# WORK INSTRUCTIONS:
List all the lines in these records that hold "tree".

*** Begin section ***

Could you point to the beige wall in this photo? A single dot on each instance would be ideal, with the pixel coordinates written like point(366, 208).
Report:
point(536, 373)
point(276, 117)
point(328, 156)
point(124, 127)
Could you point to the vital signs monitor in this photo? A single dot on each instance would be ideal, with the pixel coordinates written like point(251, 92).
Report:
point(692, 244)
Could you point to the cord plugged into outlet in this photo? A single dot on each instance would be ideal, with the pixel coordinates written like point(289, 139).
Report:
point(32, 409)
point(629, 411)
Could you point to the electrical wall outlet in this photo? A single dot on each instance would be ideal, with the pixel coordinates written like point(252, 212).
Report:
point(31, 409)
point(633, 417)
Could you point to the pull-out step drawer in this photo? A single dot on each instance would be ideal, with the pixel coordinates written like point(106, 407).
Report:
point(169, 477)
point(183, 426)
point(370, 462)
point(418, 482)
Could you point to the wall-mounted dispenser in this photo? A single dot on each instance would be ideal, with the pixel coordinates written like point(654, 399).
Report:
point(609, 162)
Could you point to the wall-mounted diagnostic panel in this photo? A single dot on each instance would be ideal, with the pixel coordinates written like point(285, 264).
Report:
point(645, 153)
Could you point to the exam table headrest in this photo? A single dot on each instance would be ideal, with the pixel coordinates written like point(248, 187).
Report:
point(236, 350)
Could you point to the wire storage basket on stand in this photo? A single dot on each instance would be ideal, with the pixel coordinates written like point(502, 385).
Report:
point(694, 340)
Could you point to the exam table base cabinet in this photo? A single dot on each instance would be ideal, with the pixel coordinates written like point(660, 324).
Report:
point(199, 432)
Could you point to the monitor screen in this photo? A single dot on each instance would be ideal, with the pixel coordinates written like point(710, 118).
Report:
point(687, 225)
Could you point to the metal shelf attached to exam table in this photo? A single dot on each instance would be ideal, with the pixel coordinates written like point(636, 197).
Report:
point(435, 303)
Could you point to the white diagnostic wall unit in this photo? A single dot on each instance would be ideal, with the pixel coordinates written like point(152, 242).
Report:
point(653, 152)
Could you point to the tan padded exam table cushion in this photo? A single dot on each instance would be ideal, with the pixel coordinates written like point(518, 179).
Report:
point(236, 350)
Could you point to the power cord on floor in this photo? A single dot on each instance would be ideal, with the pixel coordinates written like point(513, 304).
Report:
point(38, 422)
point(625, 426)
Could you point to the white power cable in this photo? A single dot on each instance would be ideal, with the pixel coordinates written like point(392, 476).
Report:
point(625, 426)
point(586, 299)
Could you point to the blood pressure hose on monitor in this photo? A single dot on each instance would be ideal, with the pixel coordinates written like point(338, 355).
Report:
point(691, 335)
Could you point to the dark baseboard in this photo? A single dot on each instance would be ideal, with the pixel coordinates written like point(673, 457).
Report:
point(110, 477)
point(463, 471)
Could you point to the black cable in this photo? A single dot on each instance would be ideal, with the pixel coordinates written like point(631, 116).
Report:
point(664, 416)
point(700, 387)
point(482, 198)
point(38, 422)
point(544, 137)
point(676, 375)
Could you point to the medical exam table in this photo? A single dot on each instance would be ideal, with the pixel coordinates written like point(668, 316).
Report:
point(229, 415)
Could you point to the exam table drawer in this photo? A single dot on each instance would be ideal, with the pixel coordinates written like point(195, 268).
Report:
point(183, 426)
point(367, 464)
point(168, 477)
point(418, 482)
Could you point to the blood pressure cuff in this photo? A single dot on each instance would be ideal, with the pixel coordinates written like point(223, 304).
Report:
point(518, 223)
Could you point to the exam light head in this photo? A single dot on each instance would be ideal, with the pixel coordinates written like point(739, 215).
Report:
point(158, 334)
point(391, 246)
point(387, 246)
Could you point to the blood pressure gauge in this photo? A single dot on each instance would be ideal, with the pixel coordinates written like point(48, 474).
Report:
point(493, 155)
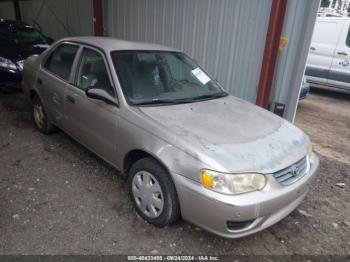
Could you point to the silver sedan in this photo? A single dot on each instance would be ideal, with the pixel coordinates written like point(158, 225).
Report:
point(187, 147)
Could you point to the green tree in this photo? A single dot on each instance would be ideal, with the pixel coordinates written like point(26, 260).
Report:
point(325, 3)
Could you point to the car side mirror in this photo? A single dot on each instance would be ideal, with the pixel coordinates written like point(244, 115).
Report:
point(99, 94)
point(49, 40)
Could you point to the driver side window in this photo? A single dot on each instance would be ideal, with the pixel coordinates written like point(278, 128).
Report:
point(92, 71)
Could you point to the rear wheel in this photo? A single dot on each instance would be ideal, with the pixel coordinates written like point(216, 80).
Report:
point(153, 193)
point(40, 118)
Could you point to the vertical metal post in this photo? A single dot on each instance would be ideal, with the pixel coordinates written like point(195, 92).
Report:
point(17, 10)
point(278, 10)
point(98, 22)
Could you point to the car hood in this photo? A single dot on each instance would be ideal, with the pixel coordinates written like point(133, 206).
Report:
point(17, 52)
point(232, 135)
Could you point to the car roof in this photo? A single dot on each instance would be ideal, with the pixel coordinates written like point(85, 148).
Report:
point(109, 44)
point(7, 22)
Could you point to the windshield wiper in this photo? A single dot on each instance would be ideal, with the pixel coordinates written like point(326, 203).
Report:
point(155, 102)
point(202, 97)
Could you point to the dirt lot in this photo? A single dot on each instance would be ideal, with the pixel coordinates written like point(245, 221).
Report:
point(57, 198)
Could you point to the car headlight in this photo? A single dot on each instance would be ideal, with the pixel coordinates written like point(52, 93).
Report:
point(232, 184)
point(6, 63)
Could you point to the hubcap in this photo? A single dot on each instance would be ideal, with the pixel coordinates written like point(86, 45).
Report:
point(148, 194)
point(39, 116)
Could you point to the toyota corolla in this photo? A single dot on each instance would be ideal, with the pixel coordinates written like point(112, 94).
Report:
point(187, 147)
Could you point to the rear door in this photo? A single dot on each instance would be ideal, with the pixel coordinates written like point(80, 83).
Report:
point(340, 71)
point(322, 49)
point(92, 122)
point(53, 78)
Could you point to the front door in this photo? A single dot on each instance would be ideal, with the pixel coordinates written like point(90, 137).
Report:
point(92, 122)
point(324, 41)
point(53, 78)
point(340, 71)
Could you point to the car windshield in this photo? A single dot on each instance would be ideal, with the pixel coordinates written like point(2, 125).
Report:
point(154, 78)
point(21, 34)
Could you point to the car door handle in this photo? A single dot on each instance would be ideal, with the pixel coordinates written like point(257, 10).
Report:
point(70, 99)
point(342, 53)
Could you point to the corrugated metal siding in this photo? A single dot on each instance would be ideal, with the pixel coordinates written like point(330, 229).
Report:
point(6, 10)
point(298, 27)
point(60, 18)
point(56, 18)
point(226, 37)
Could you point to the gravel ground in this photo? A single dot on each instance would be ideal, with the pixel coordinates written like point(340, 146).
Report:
point(57, 198)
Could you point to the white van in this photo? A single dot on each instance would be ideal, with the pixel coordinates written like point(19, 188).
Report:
point(329, 58)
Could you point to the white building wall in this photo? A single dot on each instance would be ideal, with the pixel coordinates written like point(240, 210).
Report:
point(227, 37)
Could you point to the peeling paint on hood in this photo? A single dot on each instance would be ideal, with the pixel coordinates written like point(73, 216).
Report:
point(234, 134)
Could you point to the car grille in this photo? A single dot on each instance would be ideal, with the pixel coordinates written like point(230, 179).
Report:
point(292, 173)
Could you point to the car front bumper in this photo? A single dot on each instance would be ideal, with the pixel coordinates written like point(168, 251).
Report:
point(248, 213)
point(10, 78)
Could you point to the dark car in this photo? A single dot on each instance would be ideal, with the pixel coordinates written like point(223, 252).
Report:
point(18, 41)
point(304, 89)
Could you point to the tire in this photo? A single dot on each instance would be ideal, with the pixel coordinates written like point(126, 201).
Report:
point(149, 207)
point(40, 118)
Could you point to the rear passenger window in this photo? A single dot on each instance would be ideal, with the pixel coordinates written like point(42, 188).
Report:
point(92, 71)
point(61, 59)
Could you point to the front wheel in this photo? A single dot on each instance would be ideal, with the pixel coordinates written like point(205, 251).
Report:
point(40, 118)
point(153, 193)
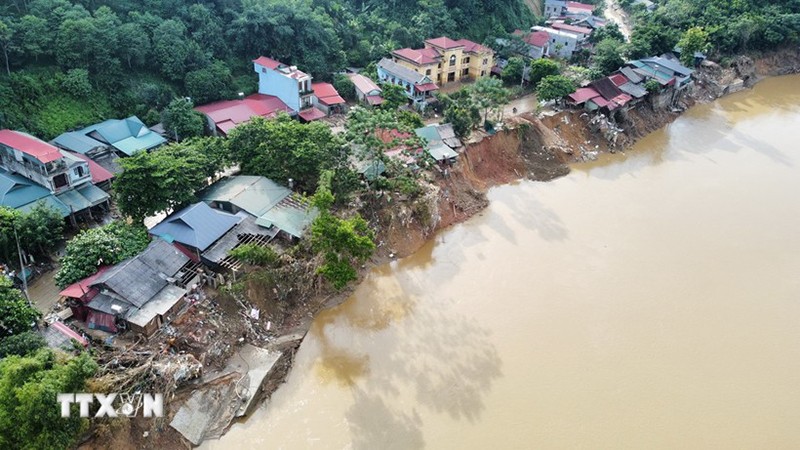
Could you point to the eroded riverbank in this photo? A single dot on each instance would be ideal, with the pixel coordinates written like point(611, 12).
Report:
point(643, 303)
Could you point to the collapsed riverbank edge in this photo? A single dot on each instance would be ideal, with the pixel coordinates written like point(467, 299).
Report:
point(537, 148)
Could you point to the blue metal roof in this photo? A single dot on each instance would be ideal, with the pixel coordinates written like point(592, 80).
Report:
point(77, 142)
point(197, 225)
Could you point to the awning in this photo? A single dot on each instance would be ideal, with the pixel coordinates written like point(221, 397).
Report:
point(311, 114)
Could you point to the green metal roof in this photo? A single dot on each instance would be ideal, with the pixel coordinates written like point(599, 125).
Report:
point(289, 218)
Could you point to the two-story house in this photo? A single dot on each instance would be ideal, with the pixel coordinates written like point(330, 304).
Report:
point(66, 176)
point(445, 60)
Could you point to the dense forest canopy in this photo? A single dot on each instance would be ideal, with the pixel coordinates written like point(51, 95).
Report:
point(73, 62)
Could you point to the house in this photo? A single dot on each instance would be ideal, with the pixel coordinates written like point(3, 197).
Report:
point(141, 293)
point(367, 91)
point(273, 207)
point(536, 44)
point(126, 137)
point(195, 228)
point(446, 60)
point(562, 43)
point(225, 115)
point(560, 8)
point(418, 88)
point(441, 143)
point(327, 98)
point(33, 170)
point(295, 89)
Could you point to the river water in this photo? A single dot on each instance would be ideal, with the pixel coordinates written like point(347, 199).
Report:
point(648, 300)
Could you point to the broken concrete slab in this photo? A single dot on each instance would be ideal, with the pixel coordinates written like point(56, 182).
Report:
point(214, 405)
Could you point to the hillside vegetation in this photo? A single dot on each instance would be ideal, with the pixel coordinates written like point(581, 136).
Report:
point(68, 63)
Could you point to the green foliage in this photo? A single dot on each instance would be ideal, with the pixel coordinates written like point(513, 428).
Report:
point(342, 242)
point(30, 416)
point(394, 96)
point(512, 72)
point(209, 83)
point(181, 120)
point(345, 87)
point(695, 39)
point(76, 83)
point(255, 255)
point(97, 247)
point(554, 87)
point(541, 68)
point(284, 148)
point(16, 314)
point(153, 182)
point(608, 56)
point(21, 344)
point(652, 85)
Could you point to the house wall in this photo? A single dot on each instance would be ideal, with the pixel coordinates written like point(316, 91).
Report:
point(272, 82)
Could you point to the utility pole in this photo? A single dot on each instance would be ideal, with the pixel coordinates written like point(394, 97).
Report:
point(22, 268)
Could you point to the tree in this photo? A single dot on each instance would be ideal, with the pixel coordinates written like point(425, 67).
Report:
point(76, 83)
point(181, 120)
point(283, 149)
point(342, 242)
point(541, 68)
point(6, 35)
point(96, 247)
point(21, 344)
point(29, 414)
point(512, 72)
point(554, 87)
point(607, 57)
point(695, 39)
point(489, 95)
point(136, 46)
point(16, 314)
point(40, 230)
point(209, 83)
point(344, 86)
point(394, 96)
point(163, 180)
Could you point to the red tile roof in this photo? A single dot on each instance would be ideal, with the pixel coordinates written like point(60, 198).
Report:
point(227, 114)
point(571, 28)
point(473, 47)
point(99, 173)
point(426, 87)
point(583, 94)
point(269, 63)
point(417, 56)
point(83, 287)
point(578, 5)
point(537, 39)
point(29, 145)
point(445, 43)
point(311, 114)
point(327, 94)
point(618, 79)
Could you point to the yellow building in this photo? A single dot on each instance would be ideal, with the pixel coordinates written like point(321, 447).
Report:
point(445, 60)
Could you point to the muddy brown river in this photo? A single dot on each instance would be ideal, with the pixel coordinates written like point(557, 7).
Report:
point(648, 300)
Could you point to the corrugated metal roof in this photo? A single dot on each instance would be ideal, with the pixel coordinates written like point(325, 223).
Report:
point(253, 194)
point(197, 225)
point(30, 145)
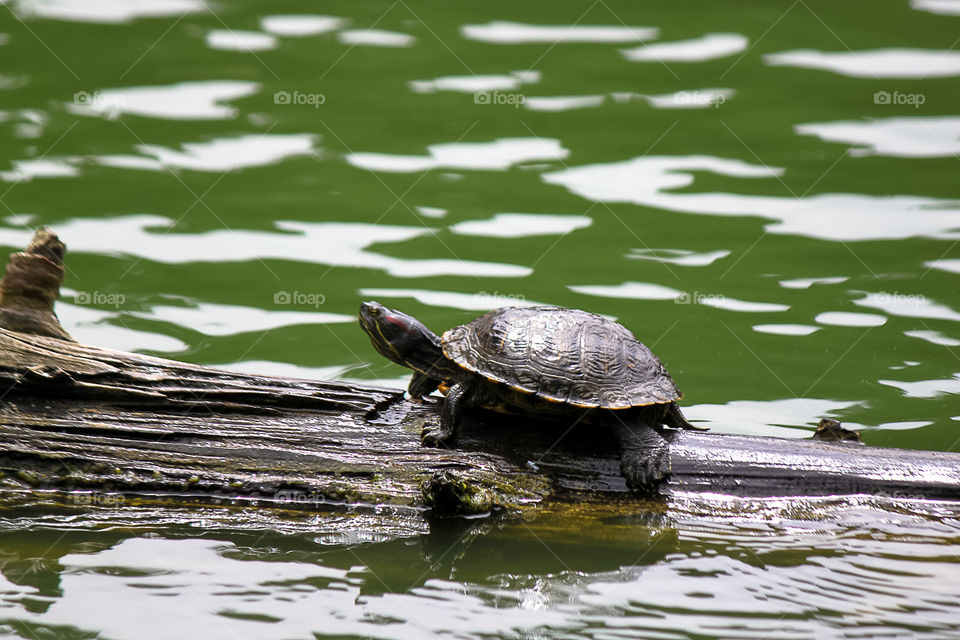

*** End section ***

# OUTPUT:
Could you point to the green tree in this photo? A single dot on each instance would be ideal, with the pixel coordinates written like point(26, 260).
Could you point to the tree in this photo? A single dot on each instance would be ideal, with the pixel coordinates written like point(425, 67).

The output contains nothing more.